## [INPUT RECORDS]
--------------------------------
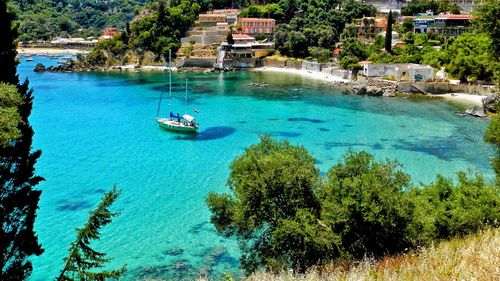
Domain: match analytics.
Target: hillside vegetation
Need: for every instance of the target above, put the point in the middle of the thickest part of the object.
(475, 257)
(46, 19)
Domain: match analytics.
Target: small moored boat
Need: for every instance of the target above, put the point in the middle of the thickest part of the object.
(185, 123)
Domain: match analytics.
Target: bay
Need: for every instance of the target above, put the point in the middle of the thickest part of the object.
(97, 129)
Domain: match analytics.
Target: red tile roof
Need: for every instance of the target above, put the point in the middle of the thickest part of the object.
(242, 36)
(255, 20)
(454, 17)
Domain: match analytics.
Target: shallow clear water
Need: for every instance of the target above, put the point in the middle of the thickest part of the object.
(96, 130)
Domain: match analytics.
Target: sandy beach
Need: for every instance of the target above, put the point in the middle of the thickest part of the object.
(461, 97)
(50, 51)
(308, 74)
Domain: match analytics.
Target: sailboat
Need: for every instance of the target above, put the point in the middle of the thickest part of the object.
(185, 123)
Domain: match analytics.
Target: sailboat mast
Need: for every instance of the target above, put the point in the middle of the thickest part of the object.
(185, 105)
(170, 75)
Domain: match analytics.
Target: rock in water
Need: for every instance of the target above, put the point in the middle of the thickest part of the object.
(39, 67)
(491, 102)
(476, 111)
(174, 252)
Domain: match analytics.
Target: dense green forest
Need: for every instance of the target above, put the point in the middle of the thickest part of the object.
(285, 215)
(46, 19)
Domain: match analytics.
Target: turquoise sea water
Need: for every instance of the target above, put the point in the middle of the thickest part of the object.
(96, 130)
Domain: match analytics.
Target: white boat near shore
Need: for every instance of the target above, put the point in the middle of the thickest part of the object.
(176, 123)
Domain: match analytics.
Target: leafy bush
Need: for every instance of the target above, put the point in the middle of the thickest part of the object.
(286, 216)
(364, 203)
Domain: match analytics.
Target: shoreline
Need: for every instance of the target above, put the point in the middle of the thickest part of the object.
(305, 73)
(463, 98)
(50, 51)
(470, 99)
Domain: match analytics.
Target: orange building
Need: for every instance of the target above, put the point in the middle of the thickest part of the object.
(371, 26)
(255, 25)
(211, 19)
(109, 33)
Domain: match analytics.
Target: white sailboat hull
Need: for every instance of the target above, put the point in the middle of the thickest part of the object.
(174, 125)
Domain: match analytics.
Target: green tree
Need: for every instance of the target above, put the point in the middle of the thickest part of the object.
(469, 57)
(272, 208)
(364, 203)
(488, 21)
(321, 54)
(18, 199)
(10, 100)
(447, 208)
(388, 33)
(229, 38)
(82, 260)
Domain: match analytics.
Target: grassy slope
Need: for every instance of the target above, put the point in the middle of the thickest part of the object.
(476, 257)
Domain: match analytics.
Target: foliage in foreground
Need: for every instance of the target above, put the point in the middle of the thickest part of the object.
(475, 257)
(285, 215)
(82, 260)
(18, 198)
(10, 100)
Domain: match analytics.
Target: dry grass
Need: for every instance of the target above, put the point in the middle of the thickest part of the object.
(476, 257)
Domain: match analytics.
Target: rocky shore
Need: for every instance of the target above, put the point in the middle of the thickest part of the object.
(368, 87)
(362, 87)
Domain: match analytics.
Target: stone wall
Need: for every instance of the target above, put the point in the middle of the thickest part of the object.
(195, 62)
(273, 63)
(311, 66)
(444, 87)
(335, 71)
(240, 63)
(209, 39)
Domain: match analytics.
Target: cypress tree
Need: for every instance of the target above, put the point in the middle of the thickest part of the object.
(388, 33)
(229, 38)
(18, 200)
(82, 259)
--------------------------------
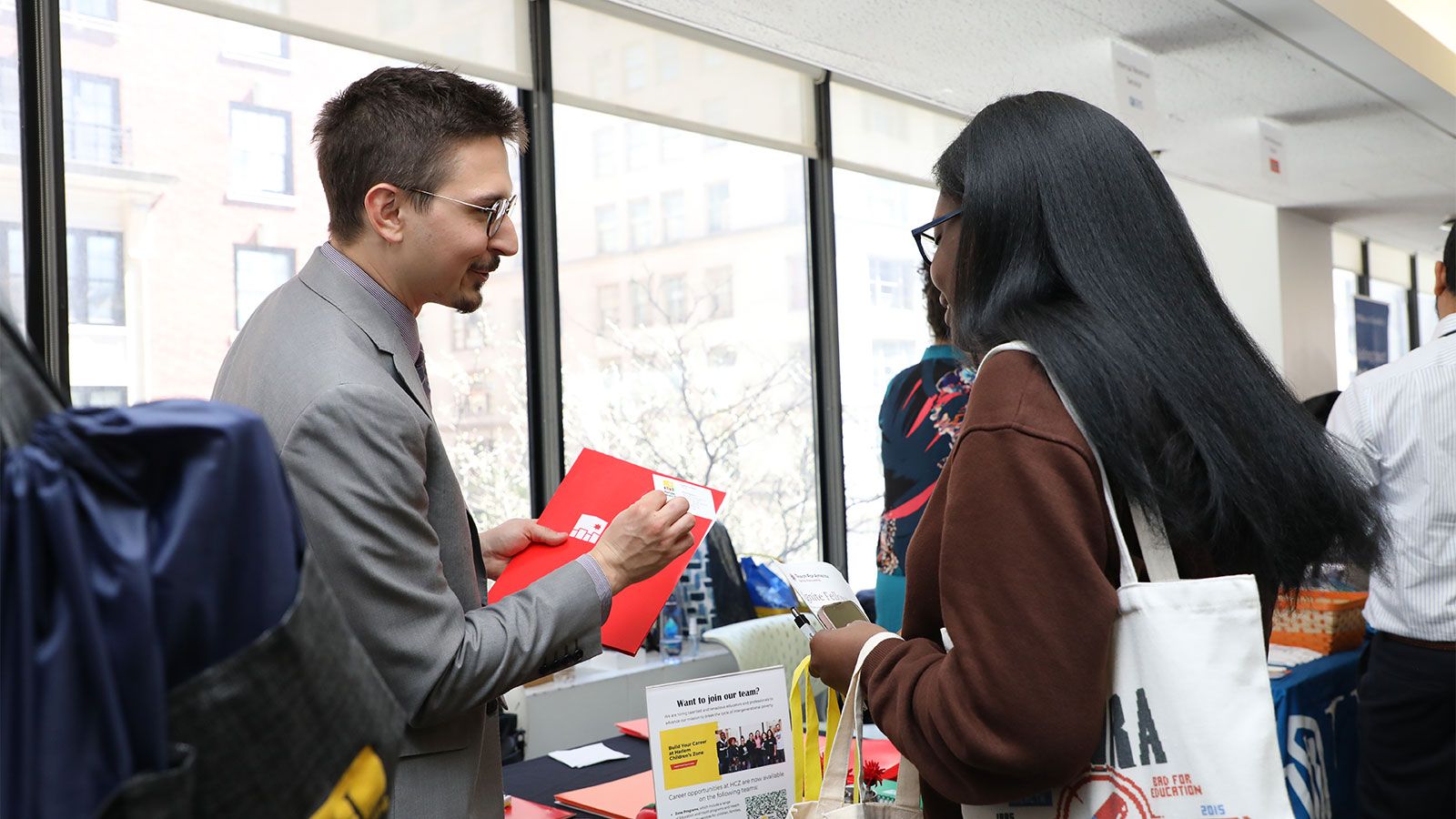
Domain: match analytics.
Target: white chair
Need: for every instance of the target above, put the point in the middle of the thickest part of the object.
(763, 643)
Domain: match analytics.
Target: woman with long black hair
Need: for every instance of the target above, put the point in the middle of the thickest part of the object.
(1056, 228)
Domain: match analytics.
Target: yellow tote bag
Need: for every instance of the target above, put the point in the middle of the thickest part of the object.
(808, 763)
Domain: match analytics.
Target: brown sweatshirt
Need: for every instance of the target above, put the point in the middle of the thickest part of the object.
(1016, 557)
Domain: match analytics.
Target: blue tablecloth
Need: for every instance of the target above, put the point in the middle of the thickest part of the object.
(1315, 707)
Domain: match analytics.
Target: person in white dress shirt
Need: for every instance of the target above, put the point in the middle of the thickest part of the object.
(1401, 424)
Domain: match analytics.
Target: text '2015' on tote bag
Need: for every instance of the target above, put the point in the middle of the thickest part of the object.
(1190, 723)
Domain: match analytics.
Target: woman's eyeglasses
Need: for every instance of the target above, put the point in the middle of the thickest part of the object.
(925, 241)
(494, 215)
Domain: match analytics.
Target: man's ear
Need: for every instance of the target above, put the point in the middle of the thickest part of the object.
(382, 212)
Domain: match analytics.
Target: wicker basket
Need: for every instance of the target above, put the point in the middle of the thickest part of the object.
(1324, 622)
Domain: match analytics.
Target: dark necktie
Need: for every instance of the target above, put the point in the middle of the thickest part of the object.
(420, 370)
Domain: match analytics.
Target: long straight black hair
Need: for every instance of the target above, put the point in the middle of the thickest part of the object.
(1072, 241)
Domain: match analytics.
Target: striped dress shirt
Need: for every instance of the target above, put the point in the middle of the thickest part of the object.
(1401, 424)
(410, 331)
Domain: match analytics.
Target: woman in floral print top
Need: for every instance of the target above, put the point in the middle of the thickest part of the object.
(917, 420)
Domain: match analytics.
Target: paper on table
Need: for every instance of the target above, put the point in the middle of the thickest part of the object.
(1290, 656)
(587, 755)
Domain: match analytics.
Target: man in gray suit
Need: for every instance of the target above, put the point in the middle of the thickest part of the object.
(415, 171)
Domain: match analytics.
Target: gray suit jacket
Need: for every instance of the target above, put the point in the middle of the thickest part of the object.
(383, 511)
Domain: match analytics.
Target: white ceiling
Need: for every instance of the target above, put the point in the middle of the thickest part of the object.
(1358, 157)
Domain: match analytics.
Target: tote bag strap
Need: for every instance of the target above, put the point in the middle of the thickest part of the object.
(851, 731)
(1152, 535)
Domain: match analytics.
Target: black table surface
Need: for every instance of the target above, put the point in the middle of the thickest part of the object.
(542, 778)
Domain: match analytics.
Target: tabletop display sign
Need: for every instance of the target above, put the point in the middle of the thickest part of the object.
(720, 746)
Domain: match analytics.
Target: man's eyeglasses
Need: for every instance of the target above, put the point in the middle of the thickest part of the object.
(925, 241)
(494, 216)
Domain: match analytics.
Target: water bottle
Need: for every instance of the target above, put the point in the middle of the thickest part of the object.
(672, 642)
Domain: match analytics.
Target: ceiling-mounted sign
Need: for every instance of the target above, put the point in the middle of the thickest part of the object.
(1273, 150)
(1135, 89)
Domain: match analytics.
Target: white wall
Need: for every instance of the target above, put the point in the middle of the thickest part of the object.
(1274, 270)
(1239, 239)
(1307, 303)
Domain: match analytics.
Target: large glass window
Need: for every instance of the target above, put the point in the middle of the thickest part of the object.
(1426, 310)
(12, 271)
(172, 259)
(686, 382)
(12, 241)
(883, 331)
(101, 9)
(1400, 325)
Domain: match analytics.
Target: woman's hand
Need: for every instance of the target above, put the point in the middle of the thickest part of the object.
--------------------------------
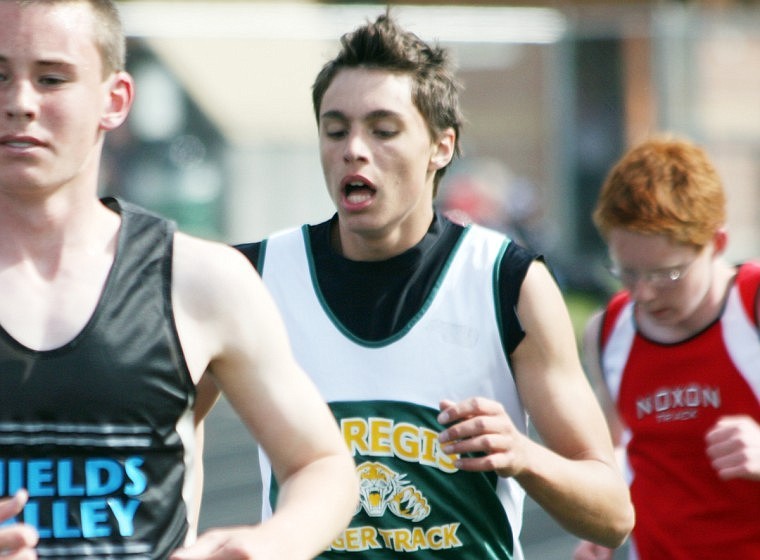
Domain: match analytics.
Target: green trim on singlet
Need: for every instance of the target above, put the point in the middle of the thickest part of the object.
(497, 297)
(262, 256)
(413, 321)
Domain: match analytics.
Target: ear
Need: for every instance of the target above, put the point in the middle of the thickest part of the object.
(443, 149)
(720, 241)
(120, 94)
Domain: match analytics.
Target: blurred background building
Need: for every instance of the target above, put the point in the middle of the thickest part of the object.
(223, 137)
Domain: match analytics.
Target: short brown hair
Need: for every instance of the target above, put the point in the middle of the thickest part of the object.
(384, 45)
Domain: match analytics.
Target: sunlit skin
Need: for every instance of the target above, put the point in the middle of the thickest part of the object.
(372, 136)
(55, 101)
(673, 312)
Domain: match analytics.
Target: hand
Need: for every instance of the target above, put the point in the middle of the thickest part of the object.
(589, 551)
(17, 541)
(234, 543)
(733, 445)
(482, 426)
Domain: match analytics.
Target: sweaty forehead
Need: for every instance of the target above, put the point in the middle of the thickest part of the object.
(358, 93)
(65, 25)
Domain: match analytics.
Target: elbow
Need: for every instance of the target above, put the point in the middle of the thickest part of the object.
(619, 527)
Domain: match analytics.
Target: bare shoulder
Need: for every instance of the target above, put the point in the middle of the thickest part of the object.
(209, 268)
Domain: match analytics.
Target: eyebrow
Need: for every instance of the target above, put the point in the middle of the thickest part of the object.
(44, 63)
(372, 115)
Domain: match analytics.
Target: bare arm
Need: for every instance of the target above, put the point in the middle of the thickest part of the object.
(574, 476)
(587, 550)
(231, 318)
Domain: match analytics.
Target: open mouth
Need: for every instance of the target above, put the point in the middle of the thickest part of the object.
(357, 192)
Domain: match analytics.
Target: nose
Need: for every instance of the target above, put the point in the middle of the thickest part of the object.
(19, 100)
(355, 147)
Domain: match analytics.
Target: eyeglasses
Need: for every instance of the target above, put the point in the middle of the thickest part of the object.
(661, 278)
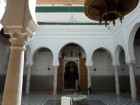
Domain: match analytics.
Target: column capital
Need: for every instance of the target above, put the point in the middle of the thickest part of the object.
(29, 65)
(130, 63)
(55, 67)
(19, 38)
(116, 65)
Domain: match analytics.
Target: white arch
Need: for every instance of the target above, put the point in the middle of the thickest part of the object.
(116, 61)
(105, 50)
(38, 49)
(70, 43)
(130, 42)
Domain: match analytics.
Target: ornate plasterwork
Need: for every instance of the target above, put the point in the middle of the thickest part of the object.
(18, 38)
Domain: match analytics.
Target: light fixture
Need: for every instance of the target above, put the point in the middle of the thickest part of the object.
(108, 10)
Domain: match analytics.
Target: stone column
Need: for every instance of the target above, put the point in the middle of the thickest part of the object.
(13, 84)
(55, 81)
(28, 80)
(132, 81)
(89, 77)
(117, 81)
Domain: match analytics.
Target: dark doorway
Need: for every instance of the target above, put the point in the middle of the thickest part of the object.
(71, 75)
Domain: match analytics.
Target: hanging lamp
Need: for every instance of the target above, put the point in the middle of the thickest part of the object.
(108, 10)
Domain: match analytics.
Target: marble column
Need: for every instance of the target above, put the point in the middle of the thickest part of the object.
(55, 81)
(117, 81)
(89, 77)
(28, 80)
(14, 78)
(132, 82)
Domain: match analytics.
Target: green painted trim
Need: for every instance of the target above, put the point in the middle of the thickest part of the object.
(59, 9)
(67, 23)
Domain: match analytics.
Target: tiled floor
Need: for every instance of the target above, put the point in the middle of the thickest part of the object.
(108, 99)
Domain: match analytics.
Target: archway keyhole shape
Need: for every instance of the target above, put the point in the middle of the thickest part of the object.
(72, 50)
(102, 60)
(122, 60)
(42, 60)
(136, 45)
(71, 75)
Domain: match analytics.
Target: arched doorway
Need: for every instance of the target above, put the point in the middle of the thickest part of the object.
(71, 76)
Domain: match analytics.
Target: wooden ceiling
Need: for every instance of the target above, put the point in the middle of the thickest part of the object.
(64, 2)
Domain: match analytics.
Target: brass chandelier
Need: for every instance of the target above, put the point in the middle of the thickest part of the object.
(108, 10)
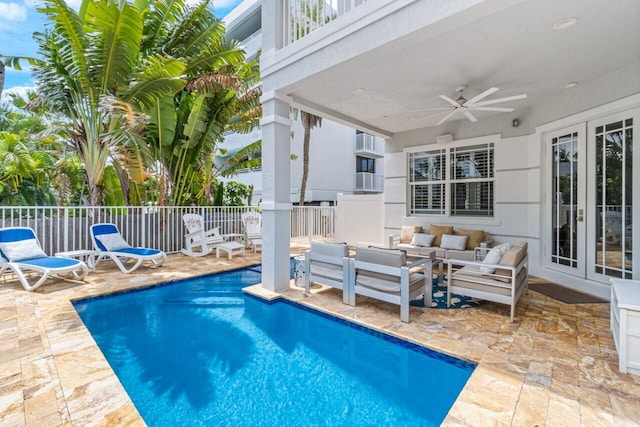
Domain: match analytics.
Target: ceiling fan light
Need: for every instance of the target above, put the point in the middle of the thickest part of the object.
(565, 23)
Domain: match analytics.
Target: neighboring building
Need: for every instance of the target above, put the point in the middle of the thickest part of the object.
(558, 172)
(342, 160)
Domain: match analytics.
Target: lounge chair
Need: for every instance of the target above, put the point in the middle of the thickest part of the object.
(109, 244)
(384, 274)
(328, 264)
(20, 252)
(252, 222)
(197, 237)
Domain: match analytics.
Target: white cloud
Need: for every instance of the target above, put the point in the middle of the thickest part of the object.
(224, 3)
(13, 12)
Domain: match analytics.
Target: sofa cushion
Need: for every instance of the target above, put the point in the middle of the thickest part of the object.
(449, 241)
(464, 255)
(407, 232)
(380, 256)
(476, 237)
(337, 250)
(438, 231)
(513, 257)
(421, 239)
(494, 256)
--------------------------------
## [WRITTEN REQUEST]
Select every line of the lines above that contains the string "suit", and copy each one. Case counts.

## [RESULT FOR THIS EXERCISE]
Target: man in gray suit
Target: gray suit jacket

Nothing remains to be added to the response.